#### Petunjuk Pengerjaan:
a) Menurut bacaan tentang Pancasila, dari kitab apa semboyan "Bhinneka Tunggal Ika Tan Hana Dharma Mangroa" diambil?
b) Tuliskan kembali bagian bacaan tentang Pancasila yang terletak antara "DALAM HUMANISME UMAT" dan "dasar negara Indonesia.", termasuk kedua bagian tersebut.

#### Bacaan:

DALAM HUMANISME UMAT BERAGAMA
Penulis:
Drs.
Noor Fachruddin Achmad DN, M.S.I
PENDAHULUAN
A.
Kata
Pengantar
Indonesia
sebagai negara kepulauan terbesar di dunia tentu memiliki Keragaman suku,
budaya, adat-istiadat, dan bahasa yang berbeda. Untuk itu diperlukan suatu
wadah yang mampu menampung semuanya. Para pendiri bangsa, menggunakan Pancasila
sebagai dasar negara Indonesia.
Di dalam
Pancasila terdapat semboyan yang diambil dari kitab Sutasoma karya Mpu
Tantular, yaitu berbunyi “Bhinneka Tunggal Ika Tan Hana Dharma Mangroa” yang
artinya kurang lebih seperti ini: walaupun berbeda tetapi tetap dalam satu
tujuan, serta tidak boleh ada dharma (kewajiban) yang mendua. Untuk itu, jelas
Pancasila mampu mewadahi keragaman yang ada di Indonesia. Artinya tidak perlu
orang Islam kehilangan ke-Islam-annya, orang Kristen tidak perlu kehilangan
ke-Kristen-annya, orang Hindu tidak perlu kehilangan ke-Hindu-annya, orang
Budha tidak perlu kehilangan ke-Budha-anya, dan lain sebagianya. Identitas akan
dirinya masih dapat dimunculkan asal tetap dalam satu tujuan, tidak boleh ada
dharma yang mendua, atau pengkhianatan.

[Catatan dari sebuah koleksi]
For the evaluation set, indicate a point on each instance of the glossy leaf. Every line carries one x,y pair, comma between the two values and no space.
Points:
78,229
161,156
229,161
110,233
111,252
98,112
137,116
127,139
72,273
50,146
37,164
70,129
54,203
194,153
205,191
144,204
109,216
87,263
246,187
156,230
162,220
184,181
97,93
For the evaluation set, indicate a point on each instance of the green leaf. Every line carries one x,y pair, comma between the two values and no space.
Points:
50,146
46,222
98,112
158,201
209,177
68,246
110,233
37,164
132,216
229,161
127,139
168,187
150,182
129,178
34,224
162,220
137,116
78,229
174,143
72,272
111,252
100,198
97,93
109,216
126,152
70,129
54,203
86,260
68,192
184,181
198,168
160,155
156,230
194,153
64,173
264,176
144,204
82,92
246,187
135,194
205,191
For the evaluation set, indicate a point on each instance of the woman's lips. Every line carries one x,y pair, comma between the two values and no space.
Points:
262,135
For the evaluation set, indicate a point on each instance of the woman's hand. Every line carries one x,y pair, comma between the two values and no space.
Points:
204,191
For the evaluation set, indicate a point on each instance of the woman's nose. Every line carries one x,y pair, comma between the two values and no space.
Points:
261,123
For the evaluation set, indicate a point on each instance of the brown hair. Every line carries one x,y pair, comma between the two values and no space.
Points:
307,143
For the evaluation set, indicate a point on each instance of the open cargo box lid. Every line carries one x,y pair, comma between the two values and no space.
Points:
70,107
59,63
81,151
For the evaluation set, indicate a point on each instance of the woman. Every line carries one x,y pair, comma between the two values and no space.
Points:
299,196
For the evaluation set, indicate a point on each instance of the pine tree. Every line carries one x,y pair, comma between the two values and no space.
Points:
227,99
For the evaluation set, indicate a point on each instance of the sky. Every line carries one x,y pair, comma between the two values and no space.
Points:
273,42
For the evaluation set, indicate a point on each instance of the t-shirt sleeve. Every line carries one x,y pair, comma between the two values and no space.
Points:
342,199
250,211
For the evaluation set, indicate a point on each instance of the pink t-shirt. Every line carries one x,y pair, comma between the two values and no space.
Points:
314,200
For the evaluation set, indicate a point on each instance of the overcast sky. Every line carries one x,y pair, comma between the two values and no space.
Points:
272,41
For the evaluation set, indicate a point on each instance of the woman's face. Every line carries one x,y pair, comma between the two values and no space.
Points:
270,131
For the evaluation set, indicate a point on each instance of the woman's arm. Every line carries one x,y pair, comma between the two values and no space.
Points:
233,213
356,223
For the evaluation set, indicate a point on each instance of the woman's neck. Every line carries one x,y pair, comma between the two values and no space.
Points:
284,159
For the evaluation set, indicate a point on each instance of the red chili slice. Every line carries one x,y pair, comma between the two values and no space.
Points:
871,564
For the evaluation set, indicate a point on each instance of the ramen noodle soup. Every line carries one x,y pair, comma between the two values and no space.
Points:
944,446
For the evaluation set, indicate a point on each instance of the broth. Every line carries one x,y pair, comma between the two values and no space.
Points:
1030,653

#### Jawaban:
a) Semboyan itu diambil dari kitab Sutasoma karya Mpu Tantular.

b)
DALAM HUMANISME UMAT BERAGAMA
Penulis:
Drs.
Noor Fachruddin Achmad DN, M.S.I
PENDAHULUAN
A.
Kata
Pengantar
Indonesia
sebagai negara kepulauan terbesar di dunia tentu memiliki Keragaman suku,
budaya, adat-istiadat, dan bahasa yang berbeda. Untuk itu diperlukan suatu
wadah yang mampu menampung semuanya. Para pendiri bangsa, menggunakan Pancasila
sebagai dasar negara Indonesia.